WHAT TO WORK ON – Leaving out the pictures, restate each record below word for word.

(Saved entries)
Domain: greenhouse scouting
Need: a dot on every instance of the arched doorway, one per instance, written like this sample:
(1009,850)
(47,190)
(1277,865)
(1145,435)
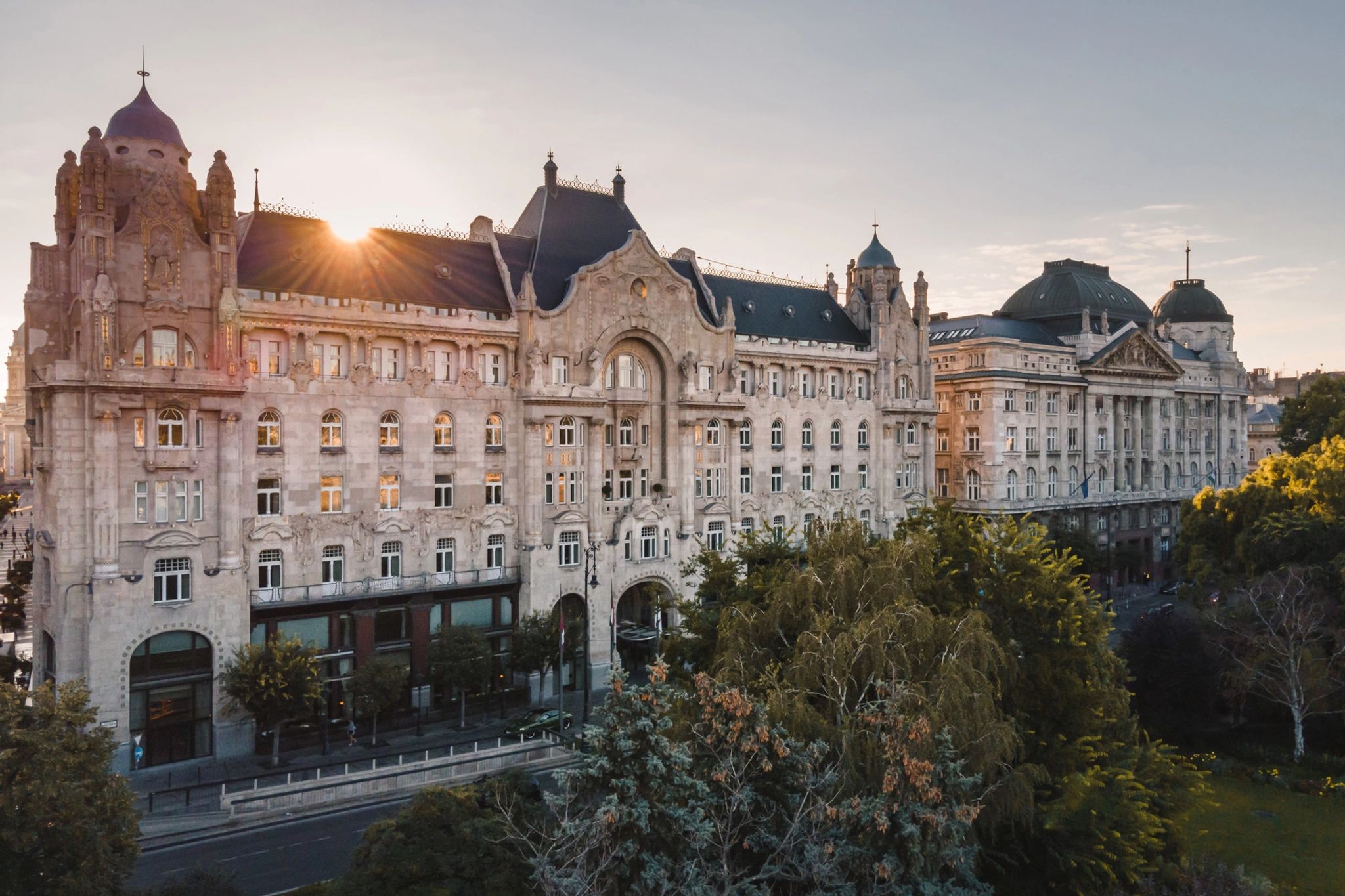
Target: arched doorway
(171,699)
(642,617)
(575,671)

ANSWER BOX –
Domain: greenhouse scouting
Need: a dot on every instance of the arched doorway, one per instance, written like this sample:
(1009,850)
(47,190)
(1277,865)
(1145,435)
Target: arched doorway
(171,699)
(642,617)
(575,671)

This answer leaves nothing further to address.